- Theatrical release poster
- Directed by: Martin Ritt
- Screenplay by: A. E. Hotchner
- Based on: The Nick Adams Stories by Ernest Hemingway
- Produced by: Jerry Wald
- Starring: Richard Beymer
- Cinematography: Lee Garmes
- Edited by: Hugh S. Fowler
- Music by: Franz Waxman
- Distributed by: 20th Century Fox
- Release date: July 25, 1962;
- Running time: 145 minutes
- Country: United States
- Language: English
- Budget: $4.1 million or $3 million

= Hemingway's Adventures of a Young Man =

1962 film by Martin Ritt

Hemingway's Adventures of a Young Man is a 1962 American adventure film directed by Martin Ritt based on Ernest Hemingway's semi-autobiographical character Nick Adams, and featuring Richard Beymer as Adams. A.E. Hotchner wrote the screenplay, originally calling the film Ernest Hemingway's "Young Man". The cast includes Diane Baker, Jessica Tandy, Ricardo Montalbán, Eli Wallach, Arthur Kennedy and Paul Newman. It was released in July 1962.

==Plot==
Nick Adams is a young, restless man in rural Michigan who wants a good life and to see the world. He leaves his domineering mother and noble but weak physician father on a cross country trip. In his ramblings he encounters a punch-drunk boxer, a sympathetic telegrapher, and a burlesque show promoter. Nick applies to be a reporter for a newspaper in New York City, but is told he lacks experience. While working at a catered banquet, he hears a speech by a beautiful woman soliciting volunteer ambulance drivers for the Italian Army in World War I, and impulsively signs up. On arrival, he is assigned a bilingual companion to help him, who cannot believe that Nick would volunteer for such a posting. They experience battlefield horrors, Nick is injured, and falls in love with his nurse, who then falls ill herself and dies at the moment they are taking their bedside wedding vows. Finally returning home to his family, he is stunned to hear that his father had died after worrying about Nick.

Listing
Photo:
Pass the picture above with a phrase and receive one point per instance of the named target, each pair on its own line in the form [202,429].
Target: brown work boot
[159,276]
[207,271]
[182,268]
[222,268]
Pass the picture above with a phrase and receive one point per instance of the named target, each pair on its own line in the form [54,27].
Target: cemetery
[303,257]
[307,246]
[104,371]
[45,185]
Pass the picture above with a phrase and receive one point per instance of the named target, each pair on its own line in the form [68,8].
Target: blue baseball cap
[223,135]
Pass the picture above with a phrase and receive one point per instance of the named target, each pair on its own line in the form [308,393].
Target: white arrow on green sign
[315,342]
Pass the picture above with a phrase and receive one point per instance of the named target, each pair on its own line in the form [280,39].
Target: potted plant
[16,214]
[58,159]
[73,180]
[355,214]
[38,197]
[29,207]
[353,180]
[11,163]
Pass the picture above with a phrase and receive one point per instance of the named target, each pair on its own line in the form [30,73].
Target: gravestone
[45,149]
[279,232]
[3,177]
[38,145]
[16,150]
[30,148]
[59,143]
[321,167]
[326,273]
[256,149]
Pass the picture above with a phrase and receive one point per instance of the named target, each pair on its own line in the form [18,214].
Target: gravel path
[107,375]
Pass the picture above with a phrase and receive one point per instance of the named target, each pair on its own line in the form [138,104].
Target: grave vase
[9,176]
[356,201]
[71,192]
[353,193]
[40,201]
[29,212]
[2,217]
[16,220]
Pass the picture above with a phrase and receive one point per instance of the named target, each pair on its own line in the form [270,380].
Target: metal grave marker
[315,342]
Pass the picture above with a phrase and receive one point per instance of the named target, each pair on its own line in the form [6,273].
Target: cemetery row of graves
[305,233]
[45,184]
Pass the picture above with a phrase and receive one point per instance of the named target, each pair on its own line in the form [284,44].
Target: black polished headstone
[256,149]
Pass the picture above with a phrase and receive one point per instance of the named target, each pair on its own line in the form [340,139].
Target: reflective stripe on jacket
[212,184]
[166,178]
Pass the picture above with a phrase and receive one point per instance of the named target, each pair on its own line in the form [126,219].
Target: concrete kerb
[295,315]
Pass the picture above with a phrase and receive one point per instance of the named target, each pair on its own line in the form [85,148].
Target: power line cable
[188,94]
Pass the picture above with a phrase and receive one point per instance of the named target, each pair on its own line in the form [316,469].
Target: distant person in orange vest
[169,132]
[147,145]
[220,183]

The tasks
• A. According to the film article, why does Nick not get the newspaper job he applies for in New York City? Answer in one to three sentences.
• B. Copy the film article word for word from "Hemingway's Adventures of a Young Man is" to "in July 1962.".

Answers to the exercises
• A. He is told that he lacks experience.

• B.
Hemingway's Adventures of a Young Man is a 1962 American adventure film directed by Martin Ritt based on Ernest Hemingway's semi-autobiographical character Nick Adams, and featuring Richard Beymer as Adams. A.E. Hotchner wrote the screenplay, originally calling the film Ernest Hemingway's "Young Man". The cast includes Diane Baker, Jessica Tandy, Ricardo Montalbán, Eli Wallach, Arthur Kennedy and Paul Newman. It was released in July 1962.